Supplied text.
The integration of smart functionalities is one of three overarching research themes suggested in the newly released BATTERY 2030+ roadmap.
“Hopefully, the fully operational smart battery will see the light of day within a ten-year period”, says Professor Robert Dominko.
Integration of smart functionalities will enhance the lifetime and safety of batteries. BATTERY 2030+ suggests two different and complementary approaches; the development of sensors probing chemical and electrochemical reactions directly at battery cell level, and the use of self-healing functionalities to restore lost functionality within an operational battery cell.
“Each battery chemistry has different degradation mechanisms, and even if it’s better to act proactively and design interfaces which are stable, batteries are used in different conditions. Additional smart functionalities will make them more reliable. Sensing can also provide more data for improvement and further developments”, says Robert Dominko, Head of the battery group at the National Insititute of Chemistry and Professor of Materials Science at the University of Ljubljana.
He is one of the researchers behind research into sensing and self-healing ideas as a way to address key challenges such as the degradation and life time of batteries.
One of the main challenges within the domain is connected to harsh conditions in the battery environment, where sensors and self-healing functionalities have to last for many years.
“Our proposed disruptive approach to meet these challenges is to inject smart embedded sensing technologies and functionalities into the battery. The sensors should be capable of monitoring changes detrimental to battery life”, says Robert Dominko.
Injecting smart functionalities into the battery will include the integration and development of various sensing technologies previously used in other sectors, such as the automotive and medical industries, to transmit information out of the cells. For the successful implementation of the sensing tools in a battery, sensors will have to be adapted to the targeted battery environment in terms of chemical stability, size and manufacturing constraints, including recyclability.
“Within a ten-year horizon, the development of new sensors with high sensitivity, high accuracy, and low cost offers the possibility of access to a fully operational smart battery”, says Robert Dominko.
What motivates you to engage in this area of research?
“Batteries are not considered to be the most reliable devices and it’s difficult to monitor their lifetime quality. Introducing smart functionalities into cells can significantly improve their acceptance, and make them more affordable and predictable. That will impact the lifespan and less recycling will be needed due to longer use in the primary application and a more predictable second life. All that is my primary motivation, besides the fact that I am always motivated by research problems that are close to science fiction”.

Problem statement.
In the smart battery text, which two complementary approaches does BATTERY 2030+ suggest for integrating smart functionalities into batteries?

Information supplied.
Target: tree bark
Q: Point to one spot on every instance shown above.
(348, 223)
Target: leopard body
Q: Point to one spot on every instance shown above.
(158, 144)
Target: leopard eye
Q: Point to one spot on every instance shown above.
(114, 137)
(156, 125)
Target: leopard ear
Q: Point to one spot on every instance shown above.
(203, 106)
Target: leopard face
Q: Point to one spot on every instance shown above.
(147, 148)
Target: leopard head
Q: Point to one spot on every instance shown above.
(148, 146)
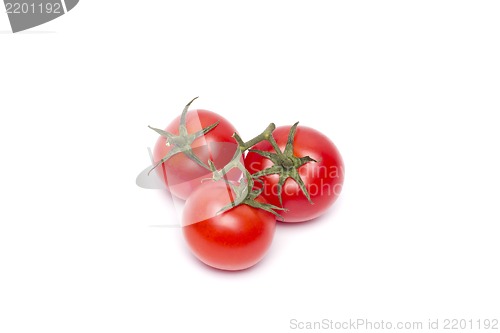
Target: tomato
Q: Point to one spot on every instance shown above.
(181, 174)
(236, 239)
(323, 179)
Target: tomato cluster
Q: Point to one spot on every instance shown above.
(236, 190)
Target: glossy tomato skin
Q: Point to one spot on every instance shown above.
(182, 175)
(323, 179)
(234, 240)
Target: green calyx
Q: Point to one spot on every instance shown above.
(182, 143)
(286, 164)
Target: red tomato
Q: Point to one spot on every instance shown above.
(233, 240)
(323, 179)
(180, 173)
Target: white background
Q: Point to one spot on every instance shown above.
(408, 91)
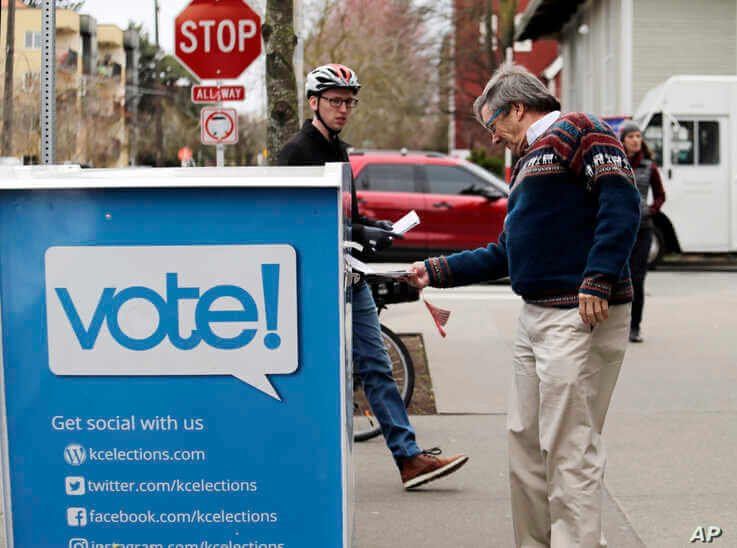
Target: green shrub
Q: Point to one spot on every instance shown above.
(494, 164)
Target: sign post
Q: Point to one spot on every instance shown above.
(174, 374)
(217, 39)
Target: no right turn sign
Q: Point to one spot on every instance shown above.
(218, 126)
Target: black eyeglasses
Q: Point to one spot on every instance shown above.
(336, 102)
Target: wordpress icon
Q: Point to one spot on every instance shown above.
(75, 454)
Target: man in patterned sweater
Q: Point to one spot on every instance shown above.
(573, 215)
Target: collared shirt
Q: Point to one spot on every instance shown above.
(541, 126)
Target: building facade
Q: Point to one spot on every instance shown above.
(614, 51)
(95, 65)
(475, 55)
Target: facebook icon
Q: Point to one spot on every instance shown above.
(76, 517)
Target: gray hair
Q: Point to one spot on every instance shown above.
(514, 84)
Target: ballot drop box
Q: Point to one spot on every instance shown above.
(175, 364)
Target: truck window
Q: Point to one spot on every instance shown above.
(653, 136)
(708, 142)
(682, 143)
==
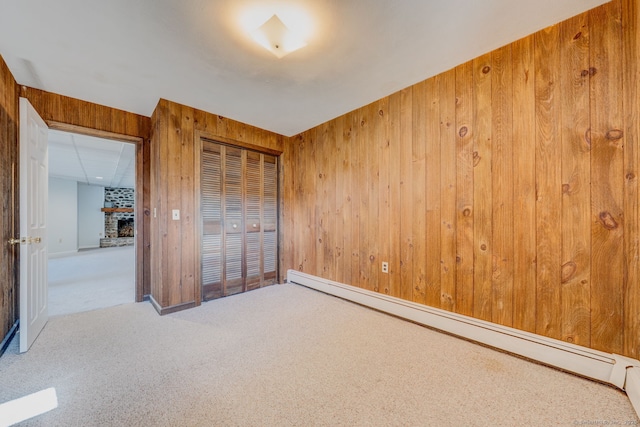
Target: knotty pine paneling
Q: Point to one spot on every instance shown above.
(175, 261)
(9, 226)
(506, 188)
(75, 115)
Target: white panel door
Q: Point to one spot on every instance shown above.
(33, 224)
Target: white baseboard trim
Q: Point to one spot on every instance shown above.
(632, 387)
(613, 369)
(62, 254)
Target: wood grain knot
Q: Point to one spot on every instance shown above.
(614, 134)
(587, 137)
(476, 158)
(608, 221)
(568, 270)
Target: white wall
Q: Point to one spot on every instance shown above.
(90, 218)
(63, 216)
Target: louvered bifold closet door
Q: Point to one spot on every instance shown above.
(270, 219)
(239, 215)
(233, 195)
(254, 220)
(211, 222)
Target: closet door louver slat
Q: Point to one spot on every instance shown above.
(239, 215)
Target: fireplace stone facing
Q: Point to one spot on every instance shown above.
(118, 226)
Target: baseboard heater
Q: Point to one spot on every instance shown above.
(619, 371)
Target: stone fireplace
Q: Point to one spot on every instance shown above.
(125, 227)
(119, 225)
==
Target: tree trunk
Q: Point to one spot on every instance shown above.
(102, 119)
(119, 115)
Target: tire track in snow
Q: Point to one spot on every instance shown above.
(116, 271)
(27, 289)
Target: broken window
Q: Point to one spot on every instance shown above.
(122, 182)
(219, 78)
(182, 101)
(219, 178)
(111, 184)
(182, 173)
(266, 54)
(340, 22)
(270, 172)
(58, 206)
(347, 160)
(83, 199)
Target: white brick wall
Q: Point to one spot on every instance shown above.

Response.
It suggests developing sensors that probe chemical and electrochemical reactions directly at battery cell level, and using self-healing functionalities to restore lost functionality within an operational battery cell.